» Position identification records
········
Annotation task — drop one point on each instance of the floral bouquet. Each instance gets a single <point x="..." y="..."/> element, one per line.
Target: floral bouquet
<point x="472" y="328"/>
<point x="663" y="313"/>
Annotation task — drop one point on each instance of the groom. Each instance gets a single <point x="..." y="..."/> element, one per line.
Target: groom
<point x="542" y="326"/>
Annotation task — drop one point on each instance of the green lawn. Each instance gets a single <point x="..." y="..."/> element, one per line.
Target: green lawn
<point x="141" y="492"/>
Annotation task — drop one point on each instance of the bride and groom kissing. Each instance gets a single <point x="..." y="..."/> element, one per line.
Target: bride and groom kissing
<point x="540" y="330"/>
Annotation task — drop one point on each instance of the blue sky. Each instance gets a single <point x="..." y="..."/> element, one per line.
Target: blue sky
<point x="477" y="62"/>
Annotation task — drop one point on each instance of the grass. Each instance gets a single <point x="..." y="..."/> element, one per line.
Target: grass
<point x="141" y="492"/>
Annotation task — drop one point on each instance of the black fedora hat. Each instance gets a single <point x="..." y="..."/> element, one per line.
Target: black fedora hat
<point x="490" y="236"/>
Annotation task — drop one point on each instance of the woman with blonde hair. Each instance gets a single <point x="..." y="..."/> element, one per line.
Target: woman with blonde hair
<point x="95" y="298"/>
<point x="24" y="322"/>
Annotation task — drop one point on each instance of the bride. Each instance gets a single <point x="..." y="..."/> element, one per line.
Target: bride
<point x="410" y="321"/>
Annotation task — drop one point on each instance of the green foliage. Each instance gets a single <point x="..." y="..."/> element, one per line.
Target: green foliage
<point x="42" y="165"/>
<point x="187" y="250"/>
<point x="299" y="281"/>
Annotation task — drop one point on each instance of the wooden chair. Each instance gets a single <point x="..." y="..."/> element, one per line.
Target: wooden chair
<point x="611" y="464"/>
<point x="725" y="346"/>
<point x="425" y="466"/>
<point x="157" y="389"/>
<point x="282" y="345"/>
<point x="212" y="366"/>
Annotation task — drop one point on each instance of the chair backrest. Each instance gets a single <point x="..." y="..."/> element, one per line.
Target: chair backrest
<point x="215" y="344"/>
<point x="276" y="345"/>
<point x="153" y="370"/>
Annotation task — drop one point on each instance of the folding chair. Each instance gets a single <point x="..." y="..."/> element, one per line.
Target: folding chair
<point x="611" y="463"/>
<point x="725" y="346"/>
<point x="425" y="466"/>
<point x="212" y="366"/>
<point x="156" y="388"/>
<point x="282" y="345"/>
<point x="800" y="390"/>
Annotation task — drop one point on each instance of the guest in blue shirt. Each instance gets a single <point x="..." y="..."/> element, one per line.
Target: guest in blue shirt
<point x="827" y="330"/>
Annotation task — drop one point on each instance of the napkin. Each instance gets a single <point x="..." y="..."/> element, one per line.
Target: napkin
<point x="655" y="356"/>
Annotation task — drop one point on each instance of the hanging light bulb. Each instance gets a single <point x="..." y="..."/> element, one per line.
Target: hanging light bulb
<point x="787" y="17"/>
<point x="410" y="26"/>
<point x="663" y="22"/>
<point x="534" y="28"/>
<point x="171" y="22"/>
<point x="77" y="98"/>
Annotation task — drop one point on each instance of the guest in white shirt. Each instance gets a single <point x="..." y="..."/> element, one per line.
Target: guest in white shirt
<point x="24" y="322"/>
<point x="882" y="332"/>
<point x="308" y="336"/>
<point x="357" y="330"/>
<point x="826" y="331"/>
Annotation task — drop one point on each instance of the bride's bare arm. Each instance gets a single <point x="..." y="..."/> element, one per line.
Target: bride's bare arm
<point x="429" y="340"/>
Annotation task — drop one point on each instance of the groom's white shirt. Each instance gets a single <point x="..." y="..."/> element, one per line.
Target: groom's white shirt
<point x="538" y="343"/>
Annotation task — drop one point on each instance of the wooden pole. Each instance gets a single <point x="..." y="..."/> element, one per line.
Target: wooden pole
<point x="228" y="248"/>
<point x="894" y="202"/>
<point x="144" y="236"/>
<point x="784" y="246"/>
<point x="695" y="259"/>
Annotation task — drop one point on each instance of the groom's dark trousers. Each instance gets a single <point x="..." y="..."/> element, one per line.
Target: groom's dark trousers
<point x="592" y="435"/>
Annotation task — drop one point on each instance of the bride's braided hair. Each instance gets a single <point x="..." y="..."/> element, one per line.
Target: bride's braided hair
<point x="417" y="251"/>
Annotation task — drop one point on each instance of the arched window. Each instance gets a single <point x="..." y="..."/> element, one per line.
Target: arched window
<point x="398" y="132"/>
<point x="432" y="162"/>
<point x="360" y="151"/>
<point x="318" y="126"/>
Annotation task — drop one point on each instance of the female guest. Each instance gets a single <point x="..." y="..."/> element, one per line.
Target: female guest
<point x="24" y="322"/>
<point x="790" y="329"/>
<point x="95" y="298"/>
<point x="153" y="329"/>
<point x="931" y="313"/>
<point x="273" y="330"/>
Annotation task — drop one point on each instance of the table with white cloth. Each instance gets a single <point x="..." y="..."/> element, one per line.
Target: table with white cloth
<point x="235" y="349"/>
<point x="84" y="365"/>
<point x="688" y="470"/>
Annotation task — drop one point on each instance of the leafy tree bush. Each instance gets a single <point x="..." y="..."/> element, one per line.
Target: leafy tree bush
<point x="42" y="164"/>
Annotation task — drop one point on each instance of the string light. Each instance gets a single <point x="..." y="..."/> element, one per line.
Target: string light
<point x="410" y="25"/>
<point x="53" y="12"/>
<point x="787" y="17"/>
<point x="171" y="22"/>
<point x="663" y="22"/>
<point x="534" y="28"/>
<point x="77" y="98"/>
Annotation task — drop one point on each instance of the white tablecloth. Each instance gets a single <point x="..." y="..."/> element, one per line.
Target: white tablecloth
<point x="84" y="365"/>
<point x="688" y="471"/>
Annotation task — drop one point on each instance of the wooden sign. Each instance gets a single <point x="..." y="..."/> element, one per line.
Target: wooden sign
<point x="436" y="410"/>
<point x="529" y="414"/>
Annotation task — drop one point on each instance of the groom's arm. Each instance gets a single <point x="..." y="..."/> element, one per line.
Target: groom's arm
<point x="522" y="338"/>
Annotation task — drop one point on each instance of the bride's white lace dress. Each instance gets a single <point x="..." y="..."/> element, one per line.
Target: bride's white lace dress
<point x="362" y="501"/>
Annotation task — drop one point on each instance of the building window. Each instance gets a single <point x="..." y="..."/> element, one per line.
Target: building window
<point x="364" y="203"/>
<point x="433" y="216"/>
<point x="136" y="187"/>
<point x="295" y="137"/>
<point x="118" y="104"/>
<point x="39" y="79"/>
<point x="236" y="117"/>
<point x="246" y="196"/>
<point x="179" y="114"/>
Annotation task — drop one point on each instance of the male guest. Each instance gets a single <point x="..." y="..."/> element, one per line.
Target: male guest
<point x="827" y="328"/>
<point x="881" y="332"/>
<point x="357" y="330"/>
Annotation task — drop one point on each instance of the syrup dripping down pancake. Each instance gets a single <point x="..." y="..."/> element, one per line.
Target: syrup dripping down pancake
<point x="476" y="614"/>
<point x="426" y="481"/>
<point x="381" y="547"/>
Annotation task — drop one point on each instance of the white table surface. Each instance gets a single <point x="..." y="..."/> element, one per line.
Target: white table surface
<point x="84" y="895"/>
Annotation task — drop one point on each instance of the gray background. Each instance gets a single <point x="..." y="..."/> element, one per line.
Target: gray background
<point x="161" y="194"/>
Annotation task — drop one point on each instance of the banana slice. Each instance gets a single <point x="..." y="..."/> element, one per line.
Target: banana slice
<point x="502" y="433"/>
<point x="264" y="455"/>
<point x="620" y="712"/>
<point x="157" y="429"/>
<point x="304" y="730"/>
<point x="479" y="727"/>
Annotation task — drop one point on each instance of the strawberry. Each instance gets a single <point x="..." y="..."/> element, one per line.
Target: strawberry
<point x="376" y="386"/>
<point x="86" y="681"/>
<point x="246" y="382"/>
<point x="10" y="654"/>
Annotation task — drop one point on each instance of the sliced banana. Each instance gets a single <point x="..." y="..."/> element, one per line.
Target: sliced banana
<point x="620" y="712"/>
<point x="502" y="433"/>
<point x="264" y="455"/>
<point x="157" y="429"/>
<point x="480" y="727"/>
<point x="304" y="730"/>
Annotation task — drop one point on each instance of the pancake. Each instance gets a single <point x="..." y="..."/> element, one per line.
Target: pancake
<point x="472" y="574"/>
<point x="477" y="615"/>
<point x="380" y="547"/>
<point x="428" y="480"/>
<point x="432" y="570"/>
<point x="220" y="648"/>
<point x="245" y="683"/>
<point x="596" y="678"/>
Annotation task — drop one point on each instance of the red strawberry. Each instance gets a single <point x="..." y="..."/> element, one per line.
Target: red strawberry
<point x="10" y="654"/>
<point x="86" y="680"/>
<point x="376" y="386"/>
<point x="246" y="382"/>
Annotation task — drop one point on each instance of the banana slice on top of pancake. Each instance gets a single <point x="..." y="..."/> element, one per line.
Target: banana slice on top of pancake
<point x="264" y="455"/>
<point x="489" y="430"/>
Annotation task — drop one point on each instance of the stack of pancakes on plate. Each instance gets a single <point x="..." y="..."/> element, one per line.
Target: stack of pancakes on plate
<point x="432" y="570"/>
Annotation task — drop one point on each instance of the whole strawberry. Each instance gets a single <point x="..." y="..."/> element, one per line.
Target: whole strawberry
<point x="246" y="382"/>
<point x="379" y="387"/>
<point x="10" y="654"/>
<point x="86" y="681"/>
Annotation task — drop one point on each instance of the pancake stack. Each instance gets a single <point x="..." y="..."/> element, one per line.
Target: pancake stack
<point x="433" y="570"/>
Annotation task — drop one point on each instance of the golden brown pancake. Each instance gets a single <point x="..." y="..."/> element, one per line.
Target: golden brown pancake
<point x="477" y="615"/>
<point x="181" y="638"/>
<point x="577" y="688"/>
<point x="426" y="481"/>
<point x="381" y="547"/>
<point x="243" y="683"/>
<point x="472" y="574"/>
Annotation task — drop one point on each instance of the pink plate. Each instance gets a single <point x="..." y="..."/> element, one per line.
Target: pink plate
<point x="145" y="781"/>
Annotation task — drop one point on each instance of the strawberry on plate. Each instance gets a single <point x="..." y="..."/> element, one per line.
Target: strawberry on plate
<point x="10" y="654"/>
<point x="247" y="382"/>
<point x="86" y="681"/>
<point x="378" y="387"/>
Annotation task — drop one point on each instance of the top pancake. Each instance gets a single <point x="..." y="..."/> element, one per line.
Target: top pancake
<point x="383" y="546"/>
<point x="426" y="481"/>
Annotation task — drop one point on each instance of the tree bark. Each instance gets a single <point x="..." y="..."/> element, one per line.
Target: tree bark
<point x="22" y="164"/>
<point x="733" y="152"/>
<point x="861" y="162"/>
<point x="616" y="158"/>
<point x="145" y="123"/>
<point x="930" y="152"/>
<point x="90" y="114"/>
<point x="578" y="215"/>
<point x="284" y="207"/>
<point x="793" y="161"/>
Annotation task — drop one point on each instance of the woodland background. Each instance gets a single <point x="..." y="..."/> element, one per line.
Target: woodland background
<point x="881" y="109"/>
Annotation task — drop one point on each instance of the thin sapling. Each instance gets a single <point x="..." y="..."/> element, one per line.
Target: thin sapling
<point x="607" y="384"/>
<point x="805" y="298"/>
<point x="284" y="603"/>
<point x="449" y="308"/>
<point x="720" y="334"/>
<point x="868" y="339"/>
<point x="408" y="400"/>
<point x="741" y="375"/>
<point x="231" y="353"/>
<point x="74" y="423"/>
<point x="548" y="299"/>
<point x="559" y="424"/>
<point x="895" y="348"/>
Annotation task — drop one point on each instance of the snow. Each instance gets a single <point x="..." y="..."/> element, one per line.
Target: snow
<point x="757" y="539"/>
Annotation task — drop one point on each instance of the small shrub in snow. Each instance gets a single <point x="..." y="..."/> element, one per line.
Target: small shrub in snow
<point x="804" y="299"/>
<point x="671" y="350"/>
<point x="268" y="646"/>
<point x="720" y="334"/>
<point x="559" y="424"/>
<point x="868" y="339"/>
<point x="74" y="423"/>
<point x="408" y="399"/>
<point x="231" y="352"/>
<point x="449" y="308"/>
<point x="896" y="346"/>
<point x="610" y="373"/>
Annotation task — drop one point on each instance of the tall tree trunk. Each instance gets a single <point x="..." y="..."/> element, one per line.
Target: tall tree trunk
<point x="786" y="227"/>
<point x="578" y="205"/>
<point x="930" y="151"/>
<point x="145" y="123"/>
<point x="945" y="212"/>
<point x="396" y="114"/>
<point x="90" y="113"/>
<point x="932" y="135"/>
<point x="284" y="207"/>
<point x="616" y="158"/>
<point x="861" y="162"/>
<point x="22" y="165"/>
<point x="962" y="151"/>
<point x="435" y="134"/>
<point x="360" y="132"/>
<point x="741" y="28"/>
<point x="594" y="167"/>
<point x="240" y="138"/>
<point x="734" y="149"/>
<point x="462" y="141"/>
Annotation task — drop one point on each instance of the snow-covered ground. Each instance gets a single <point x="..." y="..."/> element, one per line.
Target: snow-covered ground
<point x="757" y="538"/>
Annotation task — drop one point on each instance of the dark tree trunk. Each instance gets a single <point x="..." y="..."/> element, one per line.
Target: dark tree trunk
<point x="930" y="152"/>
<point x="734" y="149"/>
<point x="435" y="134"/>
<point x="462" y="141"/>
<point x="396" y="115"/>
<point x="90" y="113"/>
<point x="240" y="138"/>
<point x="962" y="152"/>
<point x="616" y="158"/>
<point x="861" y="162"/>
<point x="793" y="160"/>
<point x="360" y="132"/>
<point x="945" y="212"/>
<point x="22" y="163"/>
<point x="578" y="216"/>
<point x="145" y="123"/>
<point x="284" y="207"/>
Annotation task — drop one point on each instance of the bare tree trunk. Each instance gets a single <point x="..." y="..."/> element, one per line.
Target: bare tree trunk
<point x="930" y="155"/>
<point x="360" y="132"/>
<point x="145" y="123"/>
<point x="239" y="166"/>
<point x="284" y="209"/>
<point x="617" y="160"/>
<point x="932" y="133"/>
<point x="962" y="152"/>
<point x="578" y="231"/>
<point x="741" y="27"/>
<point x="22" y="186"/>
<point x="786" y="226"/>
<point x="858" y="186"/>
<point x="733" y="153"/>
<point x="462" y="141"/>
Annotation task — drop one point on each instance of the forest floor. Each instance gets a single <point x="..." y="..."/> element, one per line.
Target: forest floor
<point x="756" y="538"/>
········
Write out once more the lines above beginning at the line with "of the bare"; continue through the final line and stop there.

Annotation task — drop one point on each instance of the bare tree trunk. Each instance gets a single <point x="..." y="..."/> element, one per line.
Target: bare tree trunk
<point x="930" y="155"/>
<point x="360" y="132"/>
<point x="145" y="123"/>
<point x="239" y="166"/>
<point x="284" y="209"/>
<point x="617" y="160"/>
<point x="932" y="133"/>
<point x="962" y="152"/>
<point x="578" y="231"/>
<point x="741" y="27"/>
<point x="22" y="186"/>
<point x="786" y="226"/>
<point x="858" y="186"/>
<point x="733" y="153"/>
<point x="462" y="141"/>
Annotation task — drop one point on each instance of the forest floor. Each instance gets a single <point x="..." y="..."/> element, one per line.
Target: forest floor
<point x="756" y="538"/>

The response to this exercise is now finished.